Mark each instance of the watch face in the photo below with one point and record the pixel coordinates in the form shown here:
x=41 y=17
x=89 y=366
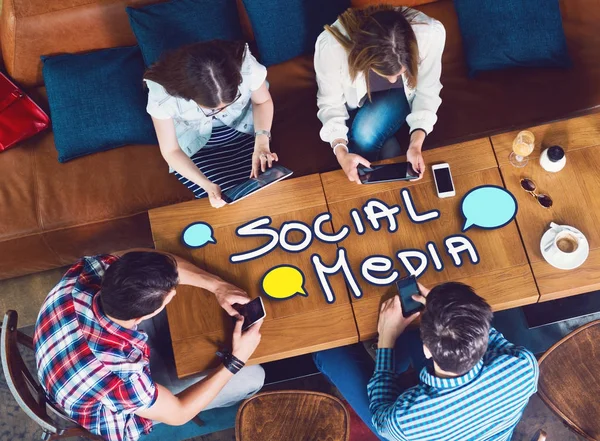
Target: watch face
x=263 y=132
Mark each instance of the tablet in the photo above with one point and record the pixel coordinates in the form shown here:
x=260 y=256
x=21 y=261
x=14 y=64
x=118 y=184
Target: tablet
x=401 y=171
x=245 y=189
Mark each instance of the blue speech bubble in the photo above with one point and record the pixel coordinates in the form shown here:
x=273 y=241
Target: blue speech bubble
x=197 y=235
x=488 y=207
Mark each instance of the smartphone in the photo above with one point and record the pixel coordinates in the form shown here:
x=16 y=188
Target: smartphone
x=443 y=180
x=253 y=312
x=408 y=287
x=400 y=171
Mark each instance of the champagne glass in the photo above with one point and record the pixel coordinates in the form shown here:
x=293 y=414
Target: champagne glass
x=522 y=147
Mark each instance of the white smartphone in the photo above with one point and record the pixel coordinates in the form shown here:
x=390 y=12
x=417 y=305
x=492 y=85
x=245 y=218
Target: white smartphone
x=443 y=180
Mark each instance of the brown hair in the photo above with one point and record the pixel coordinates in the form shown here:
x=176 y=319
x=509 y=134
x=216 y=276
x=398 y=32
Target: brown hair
x=380 y=38
x=207 y=72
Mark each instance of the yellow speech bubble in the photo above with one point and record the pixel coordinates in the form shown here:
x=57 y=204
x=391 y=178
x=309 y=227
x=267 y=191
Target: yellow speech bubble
x=283 y=282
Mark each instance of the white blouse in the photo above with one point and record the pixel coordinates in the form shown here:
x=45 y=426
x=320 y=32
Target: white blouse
x=337 y=93
x=193 y=128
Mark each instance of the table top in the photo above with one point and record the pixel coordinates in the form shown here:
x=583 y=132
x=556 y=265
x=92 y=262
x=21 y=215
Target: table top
x=292 y=327
x=502 y=276
x=574 y=191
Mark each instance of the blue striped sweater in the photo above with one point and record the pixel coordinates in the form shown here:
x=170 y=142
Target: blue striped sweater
x=485 y=404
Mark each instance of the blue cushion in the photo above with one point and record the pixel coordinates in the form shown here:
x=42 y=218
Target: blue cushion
x=498 y=34
x=166 y=26
x=285 y=29
x=97 y=101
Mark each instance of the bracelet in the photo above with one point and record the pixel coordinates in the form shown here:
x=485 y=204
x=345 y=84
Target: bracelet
x=422 y=130
x=340 y=144
x=230 y=361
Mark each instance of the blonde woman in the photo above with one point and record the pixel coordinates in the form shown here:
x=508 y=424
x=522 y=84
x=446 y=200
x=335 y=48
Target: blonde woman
x=376 y=69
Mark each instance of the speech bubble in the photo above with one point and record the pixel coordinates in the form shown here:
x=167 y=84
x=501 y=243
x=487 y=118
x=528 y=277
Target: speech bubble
x=197 y=235
x=283 y=282
x=488 y=207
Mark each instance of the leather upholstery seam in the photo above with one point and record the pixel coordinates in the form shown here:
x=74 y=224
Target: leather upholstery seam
x=43 y=231
x=38 y=209
x=57 y=11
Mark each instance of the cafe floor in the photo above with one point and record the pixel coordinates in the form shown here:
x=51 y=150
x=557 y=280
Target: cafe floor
x=26 y=294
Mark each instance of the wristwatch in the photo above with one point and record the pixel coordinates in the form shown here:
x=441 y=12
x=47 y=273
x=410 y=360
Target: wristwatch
x=263 y=132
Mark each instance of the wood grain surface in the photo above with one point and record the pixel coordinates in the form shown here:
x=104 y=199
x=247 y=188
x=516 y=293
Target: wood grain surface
x=575 y=191
x=292 y=415
x=503 y=276
x=569 y=382
x=295 y=326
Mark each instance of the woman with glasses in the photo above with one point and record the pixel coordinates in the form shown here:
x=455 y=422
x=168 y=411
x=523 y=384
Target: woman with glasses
x=212 y=113
x=377 y=68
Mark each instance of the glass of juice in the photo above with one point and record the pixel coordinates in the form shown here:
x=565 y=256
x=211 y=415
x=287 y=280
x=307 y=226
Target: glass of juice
x=522 y=148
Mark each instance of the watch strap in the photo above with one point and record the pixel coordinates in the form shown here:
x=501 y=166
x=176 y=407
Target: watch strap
x=262 y=132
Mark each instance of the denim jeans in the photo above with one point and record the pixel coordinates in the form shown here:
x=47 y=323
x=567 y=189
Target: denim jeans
x=376 y=121
x=350 y=368
x=244 y=384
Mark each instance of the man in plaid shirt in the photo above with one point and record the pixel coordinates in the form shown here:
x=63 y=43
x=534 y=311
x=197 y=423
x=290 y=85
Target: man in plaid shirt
x=94 y=359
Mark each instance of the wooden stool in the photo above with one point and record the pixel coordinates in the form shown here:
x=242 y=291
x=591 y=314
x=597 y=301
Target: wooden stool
x=292 y=415
x=570 y=380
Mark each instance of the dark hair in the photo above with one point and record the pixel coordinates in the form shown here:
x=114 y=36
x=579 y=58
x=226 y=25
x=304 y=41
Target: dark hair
x=380 y=39
x=455 y=327
x=207 y=72
x=137 y=284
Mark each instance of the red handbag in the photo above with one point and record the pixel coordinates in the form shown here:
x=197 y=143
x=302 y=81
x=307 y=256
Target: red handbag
x=20 y=117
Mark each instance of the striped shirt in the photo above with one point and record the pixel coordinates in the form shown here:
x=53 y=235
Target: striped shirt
x=485 y=404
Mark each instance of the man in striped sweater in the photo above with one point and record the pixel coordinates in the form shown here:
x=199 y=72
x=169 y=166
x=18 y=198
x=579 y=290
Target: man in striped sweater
x=479 y=383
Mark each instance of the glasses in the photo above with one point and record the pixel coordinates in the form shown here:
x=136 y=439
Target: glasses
x=523 y=145
x=529 y=186
x=213 y=112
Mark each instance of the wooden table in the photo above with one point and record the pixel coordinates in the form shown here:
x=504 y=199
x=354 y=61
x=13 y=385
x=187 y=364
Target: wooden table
x=503 y=276
x=575 y=191
x=295 y=326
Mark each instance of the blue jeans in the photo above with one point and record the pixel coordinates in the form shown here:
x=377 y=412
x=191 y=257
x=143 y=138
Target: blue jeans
x=376 y=121
x=350 y=368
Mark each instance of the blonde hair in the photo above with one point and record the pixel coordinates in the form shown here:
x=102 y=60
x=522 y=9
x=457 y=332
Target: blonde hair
x=380 y=39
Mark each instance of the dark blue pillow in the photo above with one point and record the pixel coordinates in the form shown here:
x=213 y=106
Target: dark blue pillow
x=97 y=101
x=285 y=29
x=170 y=25
x=498 y=34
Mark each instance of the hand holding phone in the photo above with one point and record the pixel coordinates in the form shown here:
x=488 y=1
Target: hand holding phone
x=407 y=288
x=245 y=343
x=392 y=322
x=252 y=312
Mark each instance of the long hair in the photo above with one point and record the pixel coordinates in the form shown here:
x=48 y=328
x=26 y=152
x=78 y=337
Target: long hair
x=207 y=72
x=380 y=39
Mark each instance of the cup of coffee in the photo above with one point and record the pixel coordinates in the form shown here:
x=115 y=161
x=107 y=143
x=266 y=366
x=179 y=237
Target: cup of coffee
x=566 y=243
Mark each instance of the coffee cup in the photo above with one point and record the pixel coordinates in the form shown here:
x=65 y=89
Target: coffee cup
x=566 y=243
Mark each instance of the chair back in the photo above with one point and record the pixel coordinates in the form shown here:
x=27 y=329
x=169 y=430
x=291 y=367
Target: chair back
x=569 y=382
x=25 y=388
x=292 y=415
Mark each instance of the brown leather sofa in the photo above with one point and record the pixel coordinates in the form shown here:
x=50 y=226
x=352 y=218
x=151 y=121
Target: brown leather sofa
x=52 y=213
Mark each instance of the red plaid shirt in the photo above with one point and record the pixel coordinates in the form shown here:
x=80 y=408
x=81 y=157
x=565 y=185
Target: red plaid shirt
x=94 y=369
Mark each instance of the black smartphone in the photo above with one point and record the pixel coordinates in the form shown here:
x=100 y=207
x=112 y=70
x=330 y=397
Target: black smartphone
x=407 y=287
x=400 y=171
x=253 y=312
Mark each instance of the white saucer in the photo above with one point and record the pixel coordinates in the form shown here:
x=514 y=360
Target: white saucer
x=569 y=262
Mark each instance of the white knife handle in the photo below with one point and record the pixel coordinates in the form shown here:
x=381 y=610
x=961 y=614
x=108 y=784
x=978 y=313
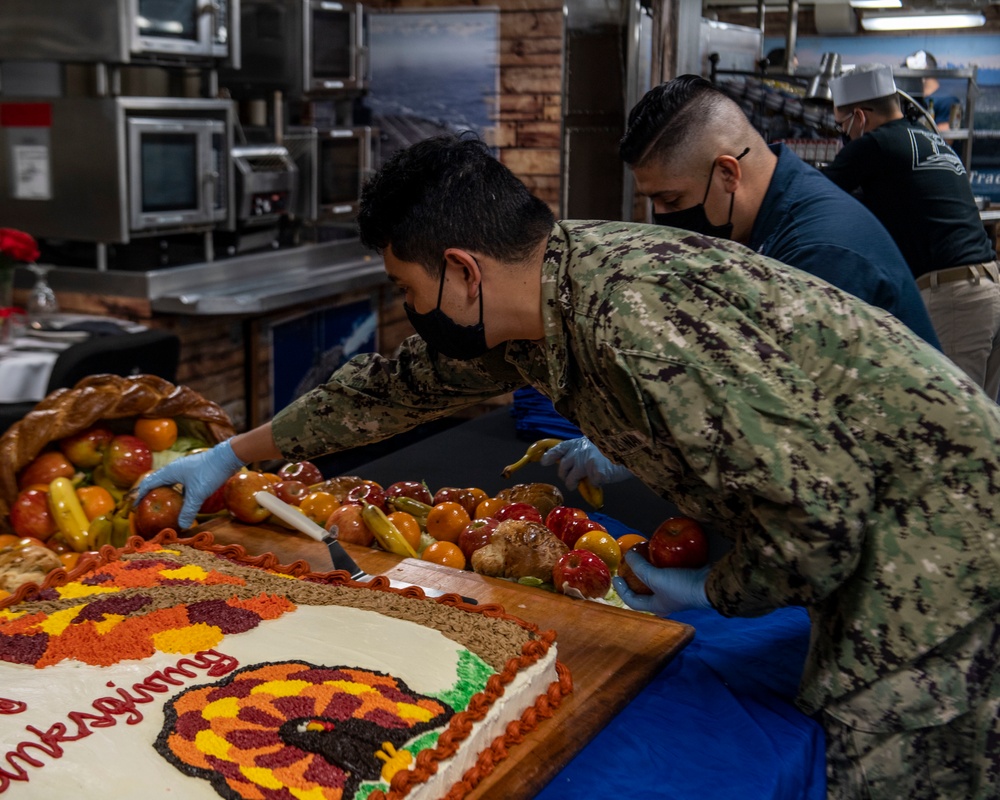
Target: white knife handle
x=289 y=514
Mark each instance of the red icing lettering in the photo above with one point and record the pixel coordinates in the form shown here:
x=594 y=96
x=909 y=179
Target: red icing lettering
x=212 y=662
x=11 y=706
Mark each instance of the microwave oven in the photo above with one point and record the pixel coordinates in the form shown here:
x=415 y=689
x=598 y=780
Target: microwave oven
x=303 y=48
x=333 y=165
x=121 y=31
x=114 y=169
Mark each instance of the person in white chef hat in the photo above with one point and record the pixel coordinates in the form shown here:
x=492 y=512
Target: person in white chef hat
x=918 y=187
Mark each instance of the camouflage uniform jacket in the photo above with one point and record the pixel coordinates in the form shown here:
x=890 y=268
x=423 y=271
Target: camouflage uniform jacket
x=856 y=470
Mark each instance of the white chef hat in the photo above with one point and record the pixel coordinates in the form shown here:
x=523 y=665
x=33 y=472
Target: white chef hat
x=865 y=82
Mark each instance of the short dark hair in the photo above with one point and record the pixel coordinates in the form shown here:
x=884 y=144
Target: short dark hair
x=670 y=114
x=450 y=191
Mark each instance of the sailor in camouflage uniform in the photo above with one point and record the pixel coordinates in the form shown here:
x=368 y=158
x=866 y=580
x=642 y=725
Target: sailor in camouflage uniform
x=855 y=469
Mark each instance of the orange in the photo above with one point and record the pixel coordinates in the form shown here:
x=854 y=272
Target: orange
x=69 y=559
x=602 y=545
x=488 y=507
x=446 y=553
x=407 y=525
x=96 y=500
x=318 y=506
x=628 y=540
x=446 y=520
x=159 y=433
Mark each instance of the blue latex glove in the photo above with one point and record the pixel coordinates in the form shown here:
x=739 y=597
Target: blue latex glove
x=200 y=474
x=674 y=589
x=579 y=459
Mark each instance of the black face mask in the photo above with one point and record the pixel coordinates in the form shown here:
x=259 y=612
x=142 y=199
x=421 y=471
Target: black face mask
x=443 y=334
x=694 y=218
x=845 y=136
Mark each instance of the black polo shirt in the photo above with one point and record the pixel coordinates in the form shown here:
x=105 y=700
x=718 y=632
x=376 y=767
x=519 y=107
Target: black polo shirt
x=918 y=188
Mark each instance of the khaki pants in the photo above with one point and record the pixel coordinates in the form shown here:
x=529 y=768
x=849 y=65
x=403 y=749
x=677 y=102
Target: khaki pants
x=965 y=313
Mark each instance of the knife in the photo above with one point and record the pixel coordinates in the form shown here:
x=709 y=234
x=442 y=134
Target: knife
x=341 y=558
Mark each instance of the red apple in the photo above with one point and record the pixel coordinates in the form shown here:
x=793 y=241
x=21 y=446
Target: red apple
x=291 y=492
x=127 y=459
x=628 y=575
x=678 y=542
x=524 y=511
x=559 y=516
x=350 y=525
x=30 y=515
x=158 y=509
x=475 y=535
x=466 y=498
x=238 y=495
x=366 y=493
x=575 y=528
x=304 y=471
x=86 y=448
x=215 y=502
x=45 y=468
x=580 y=573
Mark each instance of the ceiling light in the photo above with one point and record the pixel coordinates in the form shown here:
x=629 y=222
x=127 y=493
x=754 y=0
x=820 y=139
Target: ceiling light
x=922 y=22
x=876 y=3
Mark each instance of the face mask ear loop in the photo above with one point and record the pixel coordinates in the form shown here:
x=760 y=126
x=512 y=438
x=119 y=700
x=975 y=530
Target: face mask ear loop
x=480 y=289
x=732 y=195
x=444 y=269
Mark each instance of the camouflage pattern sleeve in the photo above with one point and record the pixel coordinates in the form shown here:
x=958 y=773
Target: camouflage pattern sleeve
x=372 y=398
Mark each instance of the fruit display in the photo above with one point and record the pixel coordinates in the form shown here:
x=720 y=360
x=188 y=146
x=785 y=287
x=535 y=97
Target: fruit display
x=67 y=489
x=67 y=468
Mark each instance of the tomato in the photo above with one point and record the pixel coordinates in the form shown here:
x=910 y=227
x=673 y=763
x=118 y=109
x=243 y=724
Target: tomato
x=488 y=507
x=446 y=520
x=159 y=433
x=96 y=500
x=602 y=545
x=678 y=542
x=318 y=506
x=408 y=526
x=447 y=553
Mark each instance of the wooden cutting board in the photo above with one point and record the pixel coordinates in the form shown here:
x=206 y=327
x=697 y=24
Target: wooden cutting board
x=612 y=653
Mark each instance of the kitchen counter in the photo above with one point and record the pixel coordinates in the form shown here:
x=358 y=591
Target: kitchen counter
x=256 y=283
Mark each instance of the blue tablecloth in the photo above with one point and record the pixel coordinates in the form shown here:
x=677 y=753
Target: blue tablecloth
x=718 y=722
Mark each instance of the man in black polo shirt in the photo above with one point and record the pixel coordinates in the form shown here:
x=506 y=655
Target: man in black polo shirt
x=918 y=188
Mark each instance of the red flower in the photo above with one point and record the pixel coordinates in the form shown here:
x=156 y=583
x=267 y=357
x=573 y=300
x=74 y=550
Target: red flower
x=18 y=245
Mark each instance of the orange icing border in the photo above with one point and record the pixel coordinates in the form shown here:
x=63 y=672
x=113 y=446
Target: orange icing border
x=460 y=725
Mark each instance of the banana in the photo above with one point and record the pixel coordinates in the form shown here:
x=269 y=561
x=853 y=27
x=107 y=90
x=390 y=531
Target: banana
x=385 y=531
x=68 y=513
x=411 y=506
x=99 y=532
x=534 y=452
x=594 y=495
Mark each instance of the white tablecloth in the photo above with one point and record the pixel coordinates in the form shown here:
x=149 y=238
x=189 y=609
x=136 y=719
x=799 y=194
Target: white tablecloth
x=24 y=374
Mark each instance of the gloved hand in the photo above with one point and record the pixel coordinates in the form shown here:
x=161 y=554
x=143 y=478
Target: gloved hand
x=674 y=589
x=200 y=474
x=578 y=459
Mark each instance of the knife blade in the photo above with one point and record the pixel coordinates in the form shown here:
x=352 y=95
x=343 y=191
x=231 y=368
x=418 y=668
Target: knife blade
x=341 y=558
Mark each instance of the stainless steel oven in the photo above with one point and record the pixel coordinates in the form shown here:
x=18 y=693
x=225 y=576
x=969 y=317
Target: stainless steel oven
x=300 y=47
x=120 y=31
x=333 y=165
x=110 y=170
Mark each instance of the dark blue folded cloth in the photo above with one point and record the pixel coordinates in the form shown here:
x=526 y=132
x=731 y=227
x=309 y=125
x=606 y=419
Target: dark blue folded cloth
x=535 y=417
x=717 y=723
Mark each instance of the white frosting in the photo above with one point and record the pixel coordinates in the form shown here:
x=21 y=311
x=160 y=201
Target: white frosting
x=120 y=761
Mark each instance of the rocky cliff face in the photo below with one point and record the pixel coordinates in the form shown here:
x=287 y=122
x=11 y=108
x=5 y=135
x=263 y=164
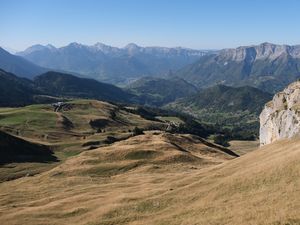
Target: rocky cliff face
x=280 y=117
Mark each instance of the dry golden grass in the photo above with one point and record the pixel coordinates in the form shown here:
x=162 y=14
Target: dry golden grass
x=243 y=147
x=262 y=187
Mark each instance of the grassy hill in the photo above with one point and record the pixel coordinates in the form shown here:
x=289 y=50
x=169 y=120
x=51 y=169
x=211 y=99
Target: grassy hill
x=60 y=84
x=161 y=179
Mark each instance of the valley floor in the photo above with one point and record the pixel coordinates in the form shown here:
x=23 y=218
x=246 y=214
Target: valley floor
x=262 y=187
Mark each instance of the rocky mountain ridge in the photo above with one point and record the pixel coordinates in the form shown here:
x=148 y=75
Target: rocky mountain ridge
x=280 y=117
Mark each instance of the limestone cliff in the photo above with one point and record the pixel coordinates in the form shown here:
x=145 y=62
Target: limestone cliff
x=280 y=117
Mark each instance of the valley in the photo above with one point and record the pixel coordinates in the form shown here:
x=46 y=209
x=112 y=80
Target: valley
x=207 y=143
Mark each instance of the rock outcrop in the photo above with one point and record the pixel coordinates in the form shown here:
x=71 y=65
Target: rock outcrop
x=280 y=117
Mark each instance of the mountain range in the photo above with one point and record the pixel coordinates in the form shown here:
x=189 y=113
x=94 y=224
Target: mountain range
x=112 y=64
x=158 y=91
x=18 y=65
x=268 y=67
x=17 y=91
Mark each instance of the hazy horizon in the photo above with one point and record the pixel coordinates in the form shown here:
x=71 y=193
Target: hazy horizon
x=192 y=24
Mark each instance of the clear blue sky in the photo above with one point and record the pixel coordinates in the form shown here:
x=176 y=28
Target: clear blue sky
x=201 y=24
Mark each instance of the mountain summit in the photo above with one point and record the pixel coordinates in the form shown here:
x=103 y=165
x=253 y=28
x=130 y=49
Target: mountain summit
x=112 y=64
x=266 y=66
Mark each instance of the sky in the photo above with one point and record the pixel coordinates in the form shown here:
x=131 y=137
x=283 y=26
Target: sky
x=199 y=24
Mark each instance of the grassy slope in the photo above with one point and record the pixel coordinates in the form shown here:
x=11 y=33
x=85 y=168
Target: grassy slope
x=39 y=123
x=262 y=187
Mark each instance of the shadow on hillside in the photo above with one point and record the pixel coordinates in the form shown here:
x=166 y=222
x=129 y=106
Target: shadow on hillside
x=14 y=149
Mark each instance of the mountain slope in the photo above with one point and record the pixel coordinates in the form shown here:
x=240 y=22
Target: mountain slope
x=18 y=65
x=234 y=109
x=14 y=149
x=267 y=66
x=111 y=64
x=258 y=188
x=280 y=117
x=227 y=99
x=158 y=91
x=60 y=84
x=15 y=91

────────────────────

WHAT NEEDS TO BE DONE: Scan the entries above and work out how many lines include the word "below"; the reply is that number alone.

OUTPUT OF THE TASK: 3